What needs to be done:
Render every line of the records as a Markdown table with the columns "Row" and "Line", numbering the rows in order and leaving out any blank lines.
Exercise material START
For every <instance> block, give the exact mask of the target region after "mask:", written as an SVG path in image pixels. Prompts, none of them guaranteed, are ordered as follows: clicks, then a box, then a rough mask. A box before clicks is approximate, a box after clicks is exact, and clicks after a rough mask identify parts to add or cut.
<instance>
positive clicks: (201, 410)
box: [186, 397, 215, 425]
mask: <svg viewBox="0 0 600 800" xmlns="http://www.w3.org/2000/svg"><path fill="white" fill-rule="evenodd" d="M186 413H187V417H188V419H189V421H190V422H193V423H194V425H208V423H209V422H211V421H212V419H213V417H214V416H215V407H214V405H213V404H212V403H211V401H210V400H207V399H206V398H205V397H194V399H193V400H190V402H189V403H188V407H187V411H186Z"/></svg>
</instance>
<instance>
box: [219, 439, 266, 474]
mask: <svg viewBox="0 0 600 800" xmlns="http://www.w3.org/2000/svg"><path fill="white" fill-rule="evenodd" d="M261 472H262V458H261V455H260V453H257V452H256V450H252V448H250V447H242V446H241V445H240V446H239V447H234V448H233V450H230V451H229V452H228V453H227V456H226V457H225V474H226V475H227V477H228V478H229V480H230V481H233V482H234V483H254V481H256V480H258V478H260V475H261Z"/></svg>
Exercise material END
Exercise result:
| Row | Line |
|---|---|
| 1 | For every <instance> block, give the exact mask of the target region after "mask:", written as an SVG path in image pixels. Prompts, none of them guaranteed, are ordered as follows: clicks, then a box, then a rough mask. A box before clicks is approximate, a box after clicks is exact, and clicks after a rough mask identify parts to add or cut. |
| 2 | <instance> |
| 3 | positive clicks: (201, 410) |
| 4 | box: [186, 397, 215, 425] |
| 5 | mask: <svg viewBox="0 0 600 800" xmlns="http://www.w3.org/2000/svg"><path fill="white" fill-rule="evenodd" d="M186 413H187V417H188V419H189V421H190V422H193V423H194V425H208V423H209V422H211V421H212V419H213V417H214V416H215V407H214V405H213V404H212V403H211V401H210V400H207V399H206V398H205V397H194V399H193V400H190V402H189V403H188V407H187V411H186Z"/></svg> |
| 6 | </instance> |
| 7 | <instance> |
| 8 | box: [219, 439, 266, 474] |
| 9 | mask: <svg viewBox="0 0 600 800" xmlns="http://www.w3.org/2000/svg"><path fill="white" fill-rule="evenodd" d="M261 472H262V458H261V455H260V453H257V452H256V450H252V448H250V447H242V446H241V445H240V446H239V447H234V448H233V450H230V451H229V452H228V453H227V456H226V457H225V474H226V475H227V477H228V478H229V480H230V481H233V482H234V483H254V481H256V480H258V478H260V475H261Z"/></svg> |